Given passage:

____

In 1938, Graudenz met the Luftwaffe officer and anti-fascist Harro Schulze-Boysen through his neighbour, the supposed fortune-teller and clairvoyant, Anna Krauss who also owned a lacquer and paint wholesaler. Graudenz became one the members of the anti-fascist resistance group of friends that was led by Schulze-Boysen and that would be later be named by the Gestapo as the Red Orchestra. In 1938, Shulze-Boysen's wife, Libertas, became a client of Annie Krauss. Krauss become a core part of the group and used her apartment to host two mimeograph machines that produced leaflets, with Graudenz running the operation.

Graudenz became one of the core members of the group and was considered by Schulze-Boysen as one of his most valuable informants, who had many contacts in the German aviation industry. As well as providing intelligence for the group, Graudenz's skills led to the production of a large number of propaganda leaflets and pamphlets for the group. In February 1942, Graudenz organised the preparation and production of the leaflet called "The people fear for Germany's future" (Die Sorge um Deutschlands Zukunft geht durch das Volk).

____

Provided records:
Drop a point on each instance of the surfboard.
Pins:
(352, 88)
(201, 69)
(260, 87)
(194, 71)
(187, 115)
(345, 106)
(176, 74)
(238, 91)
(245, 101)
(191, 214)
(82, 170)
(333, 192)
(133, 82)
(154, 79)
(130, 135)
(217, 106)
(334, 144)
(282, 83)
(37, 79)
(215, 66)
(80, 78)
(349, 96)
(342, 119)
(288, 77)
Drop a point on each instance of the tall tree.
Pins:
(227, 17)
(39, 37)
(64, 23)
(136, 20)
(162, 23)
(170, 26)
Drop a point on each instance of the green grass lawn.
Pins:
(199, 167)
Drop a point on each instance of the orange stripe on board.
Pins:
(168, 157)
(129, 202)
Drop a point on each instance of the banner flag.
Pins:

____

Work order A:
Rewrite the passage about Graudenz from "Graudenz became one of" to "durch das Volk).", replacing "informants" with "sources".
Work order B:
Condense the paragraph of the passage about Graudenz that begins "Graudenz became one of the core members" into two sentences, keeping its main facts.
Work order C:
According to the passage about Graudenz, through whom did Graudenz meet Harro Schulze-Boysen?

Response box A:
Graudenz became one of the core members of the group and was considered by Schulze-Boysen as one of his most valuable sources, who had many contacts in the German aviation industry. As well as providing intelligence for the group, Graudenz's skills led to the production of a large number of propaganda leaflets and pamphlets for the group. In February 1942, Graudenz organised the preparation and production of the leaflet called "The people fear for Germany's future" (Die Sorge um Deutschlands Zukunft geht durch das Volk).

Response box B:
Graudenz was a core member of the group whom Schulze-Boysen considered one of his most valuable informants, with many contacts in the German aviation industry, and besides supplying intelligence he produced many propaganda leaflets and pamphlets. In February 1942 he organized the preparation and production of the leaflet "The people fear for Germany's future" (Die Sorge um Deutschlands Zukunft geht durch das Volk).

Response box C:
Through his neighbor Anna Krauss.